Exercise passage:
☆ ☆ ☆ ☆ ☆ ☆ ☆
A nonchalant young man said Thursday night’s graduation ceremony was like any other day, but smiled widely after he was asked what graduation meant to him.
“My family is really excited,” said Jeremy Widner, propped up in a wheelchair minutes before commencement for Southeast High School’s Class of 2010 began at the Manatee Civic Center.
During Widner’s junior year, he developed a staph infection that hospitalized him and took him out of high school. He spent three years in intense rehabilitation, all the while working on course work online and with a homebound teacher to complete his senior year requirements.
On Thursday, Widner, 21, was able to don the blue cap and gown, and accept the high school diploma he had worked so hard for.
“We are blessed to have him with us,” said Barbara Kenney, Widner’s aunt who also teaches visual arts at Southeast, as she looked at him. “Like the rest of your family, this is what we’ve wanted for you.”
He was just one of the many success stories at graduation.
“Kids struggle and some kids get in academic trouble. It’s not easy for all of them,” said Southeast Principal Mike Horne, who is retiring after 34 years in the Manatee school district.
This was Horne’s last graduation to present, which he said he was going to miss.
“They get through and fight and really, really work hard to meet their goals,” he said.
Some students had family members and friends cheering loudly when their names were called. When Widner’s name was called, most of the audience applauded.
The commencement ended with the “Alma Mater,” students turning their tassels and tossing their caps in the air.
“High school is a joy for some and a burden for others, but it’s an experience we’ll walk away with forever,” said Catherine DiGirolamo, one of the student speakers.
“We can be whatever we want to be. There’s nothing to stop us from following our dreams.”
☆ ☆ ☆ ☆ ☆ ☆ ☆
Source information:
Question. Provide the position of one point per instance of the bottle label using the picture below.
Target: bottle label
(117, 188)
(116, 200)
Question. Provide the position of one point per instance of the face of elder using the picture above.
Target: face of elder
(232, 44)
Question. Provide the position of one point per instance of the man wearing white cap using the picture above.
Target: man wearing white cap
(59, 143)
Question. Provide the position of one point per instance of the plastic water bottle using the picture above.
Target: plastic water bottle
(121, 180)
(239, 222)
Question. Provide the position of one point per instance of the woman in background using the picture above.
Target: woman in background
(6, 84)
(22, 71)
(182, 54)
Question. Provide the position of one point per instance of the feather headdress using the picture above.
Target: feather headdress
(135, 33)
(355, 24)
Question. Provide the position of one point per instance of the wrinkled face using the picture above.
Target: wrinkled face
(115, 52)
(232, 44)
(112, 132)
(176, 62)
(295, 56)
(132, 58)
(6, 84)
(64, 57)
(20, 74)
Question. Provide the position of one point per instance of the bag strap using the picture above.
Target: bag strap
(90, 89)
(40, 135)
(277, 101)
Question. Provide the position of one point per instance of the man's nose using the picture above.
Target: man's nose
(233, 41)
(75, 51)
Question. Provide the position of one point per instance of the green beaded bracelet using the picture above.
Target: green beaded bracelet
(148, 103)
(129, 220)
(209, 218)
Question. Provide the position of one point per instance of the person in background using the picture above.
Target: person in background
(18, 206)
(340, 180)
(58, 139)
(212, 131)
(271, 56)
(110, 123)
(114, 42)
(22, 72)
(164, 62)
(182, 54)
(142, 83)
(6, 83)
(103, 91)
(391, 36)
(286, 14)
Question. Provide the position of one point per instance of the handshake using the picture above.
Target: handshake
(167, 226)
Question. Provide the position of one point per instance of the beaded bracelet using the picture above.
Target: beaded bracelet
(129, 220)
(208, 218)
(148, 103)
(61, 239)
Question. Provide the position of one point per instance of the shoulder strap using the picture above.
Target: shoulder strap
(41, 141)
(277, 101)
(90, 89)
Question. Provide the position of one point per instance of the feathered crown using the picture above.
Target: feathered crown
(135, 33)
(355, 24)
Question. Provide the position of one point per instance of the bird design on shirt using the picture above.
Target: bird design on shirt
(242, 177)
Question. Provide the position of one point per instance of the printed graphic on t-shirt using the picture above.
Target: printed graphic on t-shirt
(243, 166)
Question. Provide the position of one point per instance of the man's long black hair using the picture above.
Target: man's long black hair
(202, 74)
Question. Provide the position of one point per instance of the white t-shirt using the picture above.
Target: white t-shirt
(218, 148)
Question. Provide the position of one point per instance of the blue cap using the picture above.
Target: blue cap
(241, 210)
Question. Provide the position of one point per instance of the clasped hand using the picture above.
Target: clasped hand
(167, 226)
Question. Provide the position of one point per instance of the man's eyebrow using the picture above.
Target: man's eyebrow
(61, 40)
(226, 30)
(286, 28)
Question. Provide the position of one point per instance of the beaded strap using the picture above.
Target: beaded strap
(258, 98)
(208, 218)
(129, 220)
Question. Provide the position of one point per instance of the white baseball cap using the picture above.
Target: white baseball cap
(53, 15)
☆ ☆ ☆ ☆ ☆ ☆ ☆
Required work:
1 - According to the graduation article, why did Jeremy Widner leave high school during his junior year? Answer in one to three sentences.
2 - Write out the stretch of the graduation article from "During Widner’s junior" through "so hard for." word for word.

Answer list:
1 - During his junior year, Widner developed a staph infection that put him in the hospital and took him out of high school. He then spent three years in intense rehabilitation while completing his course work online and with a homebound teacher.

2 -
During Widner’s junior year, he developed a staph infection that hospitalized him and took him out of high school. He spent three years in intense rehabilitation, all the while working on course work online and with a homebound teacher to complete his senior year requirements.
On Thursday, Widner, 21, was able to don the blue cap and gown, and accept the high school diploma he had worked so hard for.